* YOUR GOAL *
Every line of the records below that holds the word "jacket" should be copied out.

Free-text object descriptions:
::::::::

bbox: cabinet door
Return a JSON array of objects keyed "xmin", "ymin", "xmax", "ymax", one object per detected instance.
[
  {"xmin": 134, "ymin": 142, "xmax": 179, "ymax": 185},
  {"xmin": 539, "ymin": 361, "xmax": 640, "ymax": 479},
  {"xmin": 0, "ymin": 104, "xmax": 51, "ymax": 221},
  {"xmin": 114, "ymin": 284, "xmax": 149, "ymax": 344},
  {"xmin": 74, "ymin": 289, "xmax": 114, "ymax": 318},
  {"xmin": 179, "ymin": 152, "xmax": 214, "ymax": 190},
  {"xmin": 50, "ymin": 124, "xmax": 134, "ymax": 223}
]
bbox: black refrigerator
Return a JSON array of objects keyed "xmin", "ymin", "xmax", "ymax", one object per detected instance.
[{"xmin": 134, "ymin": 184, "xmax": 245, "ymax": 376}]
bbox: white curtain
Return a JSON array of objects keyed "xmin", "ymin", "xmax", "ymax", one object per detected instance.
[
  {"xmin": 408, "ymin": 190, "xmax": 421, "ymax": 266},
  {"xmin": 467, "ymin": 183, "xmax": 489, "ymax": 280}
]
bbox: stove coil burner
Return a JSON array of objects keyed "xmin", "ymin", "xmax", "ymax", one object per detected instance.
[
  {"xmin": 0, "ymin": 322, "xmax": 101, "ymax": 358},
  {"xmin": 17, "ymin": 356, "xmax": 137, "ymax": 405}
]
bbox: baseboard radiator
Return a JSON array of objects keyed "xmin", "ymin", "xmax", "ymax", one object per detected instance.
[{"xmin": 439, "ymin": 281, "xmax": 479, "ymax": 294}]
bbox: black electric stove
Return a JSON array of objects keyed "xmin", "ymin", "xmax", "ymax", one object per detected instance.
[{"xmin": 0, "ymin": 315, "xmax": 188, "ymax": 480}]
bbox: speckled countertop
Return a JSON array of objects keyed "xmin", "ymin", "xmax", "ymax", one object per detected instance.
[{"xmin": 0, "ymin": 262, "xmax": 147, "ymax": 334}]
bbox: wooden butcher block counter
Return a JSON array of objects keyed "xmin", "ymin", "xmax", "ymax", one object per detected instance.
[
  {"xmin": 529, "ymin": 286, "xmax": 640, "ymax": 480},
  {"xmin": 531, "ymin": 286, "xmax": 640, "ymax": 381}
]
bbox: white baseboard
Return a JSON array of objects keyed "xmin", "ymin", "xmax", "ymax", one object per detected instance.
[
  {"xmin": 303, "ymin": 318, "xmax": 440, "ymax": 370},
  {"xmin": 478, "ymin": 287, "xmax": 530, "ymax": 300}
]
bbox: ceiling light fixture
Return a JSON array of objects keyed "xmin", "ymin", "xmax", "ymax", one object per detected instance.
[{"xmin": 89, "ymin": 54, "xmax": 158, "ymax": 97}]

::::::::

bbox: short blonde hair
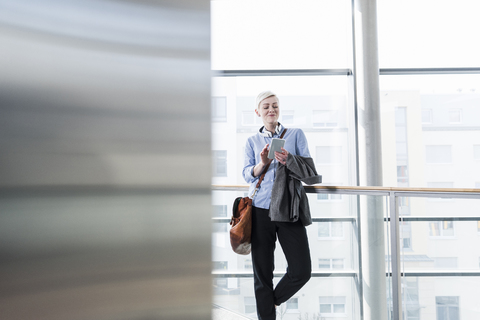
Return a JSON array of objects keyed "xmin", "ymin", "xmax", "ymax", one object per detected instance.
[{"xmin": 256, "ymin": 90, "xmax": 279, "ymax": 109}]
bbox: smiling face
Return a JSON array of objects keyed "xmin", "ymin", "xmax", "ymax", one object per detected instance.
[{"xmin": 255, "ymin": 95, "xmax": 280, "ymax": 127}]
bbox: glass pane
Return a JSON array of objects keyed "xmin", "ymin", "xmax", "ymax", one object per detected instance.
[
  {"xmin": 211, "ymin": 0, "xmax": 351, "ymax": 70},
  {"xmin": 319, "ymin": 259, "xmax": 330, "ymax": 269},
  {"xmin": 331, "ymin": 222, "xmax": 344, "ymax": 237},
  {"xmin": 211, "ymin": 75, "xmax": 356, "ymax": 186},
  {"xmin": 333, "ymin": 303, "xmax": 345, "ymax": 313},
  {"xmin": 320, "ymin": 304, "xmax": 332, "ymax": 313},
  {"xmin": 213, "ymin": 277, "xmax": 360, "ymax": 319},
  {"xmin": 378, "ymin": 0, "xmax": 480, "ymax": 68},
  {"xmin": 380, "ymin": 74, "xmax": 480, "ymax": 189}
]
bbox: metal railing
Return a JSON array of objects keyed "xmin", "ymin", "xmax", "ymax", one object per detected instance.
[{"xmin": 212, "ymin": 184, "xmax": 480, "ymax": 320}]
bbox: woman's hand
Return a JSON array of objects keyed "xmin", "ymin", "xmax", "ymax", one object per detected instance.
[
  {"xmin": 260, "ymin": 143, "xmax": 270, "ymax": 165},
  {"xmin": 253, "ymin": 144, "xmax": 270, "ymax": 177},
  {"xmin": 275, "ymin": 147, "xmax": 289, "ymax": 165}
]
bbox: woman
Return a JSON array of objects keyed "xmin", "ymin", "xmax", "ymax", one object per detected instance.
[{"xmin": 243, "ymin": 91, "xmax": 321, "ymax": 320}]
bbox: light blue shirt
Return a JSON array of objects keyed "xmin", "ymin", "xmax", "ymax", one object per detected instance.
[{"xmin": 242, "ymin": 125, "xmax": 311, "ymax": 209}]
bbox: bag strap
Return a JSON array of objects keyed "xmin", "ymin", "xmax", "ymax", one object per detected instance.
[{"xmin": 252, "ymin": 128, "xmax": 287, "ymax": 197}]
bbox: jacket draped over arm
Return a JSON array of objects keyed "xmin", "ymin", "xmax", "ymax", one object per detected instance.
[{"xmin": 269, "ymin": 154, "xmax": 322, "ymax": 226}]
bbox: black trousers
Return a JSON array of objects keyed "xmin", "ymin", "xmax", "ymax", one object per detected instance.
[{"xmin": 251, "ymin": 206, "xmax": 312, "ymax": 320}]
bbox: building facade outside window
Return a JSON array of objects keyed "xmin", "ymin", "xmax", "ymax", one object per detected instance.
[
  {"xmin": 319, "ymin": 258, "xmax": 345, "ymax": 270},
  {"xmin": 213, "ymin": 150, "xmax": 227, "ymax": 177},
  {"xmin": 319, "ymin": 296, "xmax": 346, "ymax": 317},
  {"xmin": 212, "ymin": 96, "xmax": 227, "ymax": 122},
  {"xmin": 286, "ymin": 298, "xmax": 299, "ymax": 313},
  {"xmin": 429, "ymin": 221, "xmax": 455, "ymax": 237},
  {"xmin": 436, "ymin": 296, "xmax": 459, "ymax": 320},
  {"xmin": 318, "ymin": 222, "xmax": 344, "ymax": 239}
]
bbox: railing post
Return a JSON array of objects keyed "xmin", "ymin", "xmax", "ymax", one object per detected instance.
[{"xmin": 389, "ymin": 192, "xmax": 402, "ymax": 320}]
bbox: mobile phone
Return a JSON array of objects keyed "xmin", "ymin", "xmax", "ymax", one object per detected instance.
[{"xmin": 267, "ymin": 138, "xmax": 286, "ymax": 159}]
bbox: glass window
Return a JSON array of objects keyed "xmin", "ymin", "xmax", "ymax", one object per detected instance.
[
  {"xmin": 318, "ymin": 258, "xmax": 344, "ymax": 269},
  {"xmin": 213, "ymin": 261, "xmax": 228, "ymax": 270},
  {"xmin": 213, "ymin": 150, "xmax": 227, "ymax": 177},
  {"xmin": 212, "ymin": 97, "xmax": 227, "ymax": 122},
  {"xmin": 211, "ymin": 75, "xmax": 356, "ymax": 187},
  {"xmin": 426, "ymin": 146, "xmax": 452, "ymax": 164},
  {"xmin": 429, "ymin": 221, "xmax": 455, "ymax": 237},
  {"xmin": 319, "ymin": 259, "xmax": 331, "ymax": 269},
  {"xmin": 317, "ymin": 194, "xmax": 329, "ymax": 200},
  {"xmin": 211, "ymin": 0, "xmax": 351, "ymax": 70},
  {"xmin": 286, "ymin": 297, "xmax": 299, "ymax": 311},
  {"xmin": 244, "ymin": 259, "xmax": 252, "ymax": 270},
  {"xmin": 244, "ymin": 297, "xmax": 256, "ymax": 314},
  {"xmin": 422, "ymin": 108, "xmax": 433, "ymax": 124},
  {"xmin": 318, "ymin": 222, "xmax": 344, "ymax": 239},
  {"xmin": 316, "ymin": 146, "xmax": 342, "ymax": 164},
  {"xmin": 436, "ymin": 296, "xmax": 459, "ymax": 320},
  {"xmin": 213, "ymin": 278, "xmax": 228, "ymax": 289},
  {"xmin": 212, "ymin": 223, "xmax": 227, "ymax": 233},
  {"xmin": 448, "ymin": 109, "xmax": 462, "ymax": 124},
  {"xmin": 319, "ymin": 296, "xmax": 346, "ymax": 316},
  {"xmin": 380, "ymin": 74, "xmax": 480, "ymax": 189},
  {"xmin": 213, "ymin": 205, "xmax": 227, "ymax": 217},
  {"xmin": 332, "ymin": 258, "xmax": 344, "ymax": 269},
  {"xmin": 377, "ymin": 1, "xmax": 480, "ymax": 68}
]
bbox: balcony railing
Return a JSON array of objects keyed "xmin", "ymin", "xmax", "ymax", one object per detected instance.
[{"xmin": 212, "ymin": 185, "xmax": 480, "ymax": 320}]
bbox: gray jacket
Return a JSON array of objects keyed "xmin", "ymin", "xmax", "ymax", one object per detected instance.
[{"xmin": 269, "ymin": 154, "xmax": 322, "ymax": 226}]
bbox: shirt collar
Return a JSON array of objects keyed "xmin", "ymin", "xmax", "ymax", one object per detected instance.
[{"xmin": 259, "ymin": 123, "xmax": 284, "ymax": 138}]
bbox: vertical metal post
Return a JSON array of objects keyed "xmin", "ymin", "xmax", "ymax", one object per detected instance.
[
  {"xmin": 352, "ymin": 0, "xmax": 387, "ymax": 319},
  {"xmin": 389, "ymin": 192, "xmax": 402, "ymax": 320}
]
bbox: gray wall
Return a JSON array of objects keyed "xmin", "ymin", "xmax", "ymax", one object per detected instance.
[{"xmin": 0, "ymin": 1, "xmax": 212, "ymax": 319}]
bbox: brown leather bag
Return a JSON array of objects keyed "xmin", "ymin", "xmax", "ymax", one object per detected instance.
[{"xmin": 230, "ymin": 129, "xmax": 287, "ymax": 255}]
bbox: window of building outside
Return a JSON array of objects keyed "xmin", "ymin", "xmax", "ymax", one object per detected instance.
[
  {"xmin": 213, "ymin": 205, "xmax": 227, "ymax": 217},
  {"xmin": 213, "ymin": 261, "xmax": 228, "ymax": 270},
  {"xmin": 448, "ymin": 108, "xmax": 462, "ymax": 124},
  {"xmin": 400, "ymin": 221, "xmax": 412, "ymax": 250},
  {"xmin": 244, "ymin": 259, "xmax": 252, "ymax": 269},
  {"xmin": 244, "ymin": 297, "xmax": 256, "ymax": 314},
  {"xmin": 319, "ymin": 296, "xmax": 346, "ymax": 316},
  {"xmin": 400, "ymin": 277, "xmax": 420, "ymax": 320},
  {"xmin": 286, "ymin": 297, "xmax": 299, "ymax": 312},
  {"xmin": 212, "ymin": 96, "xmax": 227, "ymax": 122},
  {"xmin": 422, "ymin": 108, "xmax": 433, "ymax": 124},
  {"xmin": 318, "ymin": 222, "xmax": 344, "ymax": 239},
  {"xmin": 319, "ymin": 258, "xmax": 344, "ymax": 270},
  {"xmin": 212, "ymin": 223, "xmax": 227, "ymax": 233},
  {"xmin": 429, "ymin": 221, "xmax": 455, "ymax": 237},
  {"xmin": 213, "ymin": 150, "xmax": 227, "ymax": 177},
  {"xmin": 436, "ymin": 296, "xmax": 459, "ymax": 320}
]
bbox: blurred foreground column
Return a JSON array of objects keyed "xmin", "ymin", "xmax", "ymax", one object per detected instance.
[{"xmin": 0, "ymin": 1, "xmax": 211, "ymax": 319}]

::::::::

* RESPONSE AREA *
bbox: jacket draped over arm
bbox: gray jacket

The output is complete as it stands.